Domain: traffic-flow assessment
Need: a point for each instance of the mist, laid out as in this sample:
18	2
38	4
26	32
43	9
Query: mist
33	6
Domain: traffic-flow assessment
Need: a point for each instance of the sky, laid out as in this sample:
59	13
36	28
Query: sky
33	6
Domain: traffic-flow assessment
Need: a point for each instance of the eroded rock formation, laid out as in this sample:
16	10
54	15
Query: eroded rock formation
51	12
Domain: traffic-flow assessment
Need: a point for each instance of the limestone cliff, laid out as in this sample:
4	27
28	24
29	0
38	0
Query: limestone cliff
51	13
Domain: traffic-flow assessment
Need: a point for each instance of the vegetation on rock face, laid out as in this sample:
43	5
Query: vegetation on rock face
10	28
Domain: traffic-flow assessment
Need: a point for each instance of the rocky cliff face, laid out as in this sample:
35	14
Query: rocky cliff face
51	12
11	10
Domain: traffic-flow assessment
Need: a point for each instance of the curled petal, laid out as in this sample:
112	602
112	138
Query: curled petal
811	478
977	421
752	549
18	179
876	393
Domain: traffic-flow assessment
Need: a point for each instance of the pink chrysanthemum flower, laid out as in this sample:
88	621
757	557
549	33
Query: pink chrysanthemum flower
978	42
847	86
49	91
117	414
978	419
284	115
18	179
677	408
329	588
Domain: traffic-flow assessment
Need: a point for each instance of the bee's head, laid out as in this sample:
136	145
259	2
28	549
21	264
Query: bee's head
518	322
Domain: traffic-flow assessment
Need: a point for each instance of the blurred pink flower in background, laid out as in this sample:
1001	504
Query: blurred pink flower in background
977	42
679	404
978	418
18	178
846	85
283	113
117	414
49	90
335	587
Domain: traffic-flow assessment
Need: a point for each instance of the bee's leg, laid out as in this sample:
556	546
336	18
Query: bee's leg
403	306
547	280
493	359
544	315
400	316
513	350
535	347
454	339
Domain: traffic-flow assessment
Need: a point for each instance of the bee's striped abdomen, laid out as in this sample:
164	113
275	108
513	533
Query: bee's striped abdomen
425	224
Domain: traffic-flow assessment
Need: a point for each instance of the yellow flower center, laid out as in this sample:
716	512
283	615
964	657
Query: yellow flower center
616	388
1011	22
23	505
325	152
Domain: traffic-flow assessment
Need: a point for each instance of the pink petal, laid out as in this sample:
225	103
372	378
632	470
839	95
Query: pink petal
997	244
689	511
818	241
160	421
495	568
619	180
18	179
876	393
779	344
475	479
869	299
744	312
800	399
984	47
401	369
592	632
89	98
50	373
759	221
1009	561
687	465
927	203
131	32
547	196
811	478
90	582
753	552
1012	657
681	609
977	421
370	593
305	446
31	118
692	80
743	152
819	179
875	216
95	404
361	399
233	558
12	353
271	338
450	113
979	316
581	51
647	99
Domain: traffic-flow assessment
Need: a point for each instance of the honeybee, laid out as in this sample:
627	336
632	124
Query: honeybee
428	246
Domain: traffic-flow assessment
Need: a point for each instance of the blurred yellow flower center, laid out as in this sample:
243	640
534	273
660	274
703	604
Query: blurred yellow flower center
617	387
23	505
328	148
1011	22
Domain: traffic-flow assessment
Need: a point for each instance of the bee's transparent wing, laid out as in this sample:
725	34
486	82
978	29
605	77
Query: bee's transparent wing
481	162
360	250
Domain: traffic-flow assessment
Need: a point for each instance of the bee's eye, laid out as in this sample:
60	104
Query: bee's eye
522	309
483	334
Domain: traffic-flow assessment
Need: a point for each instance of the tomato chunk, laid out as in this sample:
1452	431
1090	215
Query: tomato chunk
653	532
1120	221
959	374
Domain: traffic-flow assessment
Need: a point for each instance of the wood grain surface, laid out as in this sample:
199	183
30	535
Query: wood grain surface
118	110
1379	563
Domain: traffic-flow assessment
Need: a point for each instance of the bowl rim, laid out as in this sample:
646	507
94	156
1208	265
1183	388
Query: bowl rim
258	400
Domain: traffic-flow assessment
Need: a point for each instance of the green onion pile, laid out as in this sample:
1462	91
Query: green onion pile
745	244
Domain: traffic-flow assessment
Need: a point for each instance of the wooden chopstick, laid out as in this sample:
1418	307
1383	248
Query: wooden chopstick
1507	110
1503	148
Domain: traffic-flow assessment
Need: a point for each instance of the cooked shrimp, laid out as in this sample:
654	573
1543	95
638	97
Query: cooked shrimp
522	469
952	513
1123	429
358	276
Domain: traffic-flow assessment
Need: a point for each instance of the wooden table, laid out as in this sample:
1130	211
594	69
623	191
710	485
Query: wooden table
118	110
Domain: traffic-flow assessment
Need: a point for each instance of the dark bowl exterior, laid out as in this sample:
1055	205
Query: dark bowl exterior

▶ _Given request_:
Reproduce the full listing exactly.

▶ _Written response_:
Domain: traffic-flow assessment
Need: a point for each instance of the mist, laid out as in this sample:
18	2
38	4
26	32
43	9
Query: mist
33	6
Domain: traffic-flow assessment
Need: a point for each instance of the sky, laid out as in this sample:
59	13
36	28
Query: sky
33	6
Domain: traffic-flow assessment
Need: a point for each instance of the eroded rock formation, laid out as in this sample:
16	10
54	15
Query: eroded rock formation
51	12
Domain: traffic-flow assessment
Need: a point for each instance of the limestone cliff, laid out as in this sample:
4	27
28	24
29	0
38	0
Query: limestone cliff
51	13
Domain: traffic-flow assessment
Need: a point for each instance of the vegetation on rock face, laid out as in this sample:
43	5
Query: vegetation on rock face
10	28
Domain: traffic-flow assessment
Need: a point for each instance of the rocky cliff face, laid out as in this sample:
35	14
Query: rocky cliff face
51	12
11	10
Domain: traffic-flow assessment
Need: a point for each instance of the curled petal, laid out as in this sample:
112	602
112	138
Query: curled petal
811	478
977	421
752	549
18	179
876	393
Domain: traffic-flow assessment
Need: a point for each instance of the pink chrysanthemum flower, laid out as in this sample:
88	621
757	557
549	33
Query: pink chrysanthemum flower
978	42
847	86
49	91
117	414
978	419
284	115
18	179
677	408
329	588
Domain: traffic-flow assessment
Need: a point for each instance of the bee's head, laid out as in this sample:
136	145
259	2
28	549
21	264
Query: bee's head
518	322
Domain: traffic-flow assessment
Need: a point for each instance of the blurred pink flower in background, laid out as in this sample:
1001	504
Query: blurred pink flower in background
977	42
679	404
978	418
18	178
846	85
283	113
117	414
49	90
335	587
Domain: traffic-flow assessment
Need: a point for each instance of the bee's leg, laid out as in this sample:
556	546
336	18
Query: bee's leg
403	306
547	280
493	359
544	315
400	316
513	350
535	347
454	339
Domain: traffic-flow assessment
Need: a point for each instance of the bee's striped abdomen, laid out as in this sample:
164	113
275	108
513	533
Query: bee's striped abdomen
425	224
Domain: traffic-flow assessment
Need: a point for each instance of the yellow flower center, laid out as in this sample:
716	512
283	615
964	657
Query: yellow flower center
616	388
1011	22
23	505
325	152
Domain: traffic-flow assessment
Need: a point for each instance of the pink petal, laid out as in this sample:
225	103
372	378
632	470
839	95
Query: pink petal
997	244
689	511
818	241
160	421
495	568
619	180
18	179
876	393
779	344
475	479
869	299
744	312
800	399
984	47
401	369
592	632
89	98
50	373
759	221
1009	561
687	465
927	203
131	32
547	196
811	478
90	582
753	552
1012	657
681	609
977	421
370	593
305	446
31	118
692	80
743	152
819	179
875	216
95	404
361	399
233	558
12	353
271	338
450	113
979	316
581	51
647	99
Domain: traffic-flow assessment
Need: a point for each instance of the honeybee, laid out as in this sample:
627	336
632	124
Query: honeybee
428	246
Domain: traffic-flow assessment
Need: a point for each instance of the blurred yellow flower center, laid out as in this sample:
243	640
534	273
660	274
703	604
Query: blurred yellow flower center
617	387
23	505
328	148
1011	22
Domain: traffic-flow assessment
Need: a point for each instance of the bee's transparent wing, laid out as in this sample:
725	34
486	82
978	29
605	77
Query: bee's transparent wing
481	162
360	250
Domain: traffic-flow assessment
Need: a point for each instance of the bee's eye, laid out as in this sample:
60	104
Query: bee's eye
522	309
483	334
Domain: traffic-flow assessment
Need: a point for each instance of the tomato chunk, laid out as in this sample:
1452	431
1090	215
Query: tomato chunk
653	532
1120	221
959	374
Domain: traffic-flow assessment
Need: a point for each instance of the wood grain surface, laid out as in this sample:
199	183
30	535
Query: wood grain surface
118	110
1379	563
Domain: traffic-flow assessment
Need: a point for each instance of the bowl rim, laid out as in this sample:
646	507
94	156
1208	265
1183	388
Query: bowl rim
258	400
Domain: traffic-flow assessment
Need: a point for each instance of the green onion pile, laid out as in this sample:
1462	91
Query: green onion pile
745	244
Domain: traffic-flow assessment
Need: a point for each instance of the wooden chopstick, laid out as in this sample:
1418	307
1383	248
Query: wooden chopstick
1507	110
1503	148
Domain: traffic-flow assessment
Need: a point for each instance of the cooked shrimp, laid out as in this sample:
654	573
1543	95
638	97
Query: cooked shrimp
522	469
952	513
1123	429
358	276
Domain: traffic-flow assessment
Need: a point for each instance of the wooden table, laid out as in this sample:
1130	211
594	69
623	191
710	485
Query: wooden table
118	110
Domain: traffic-flow assessment
Need: a point for each instance of the dark bowl exterior, laid out as in this sample:
1055	205
Query: dark bowl exterior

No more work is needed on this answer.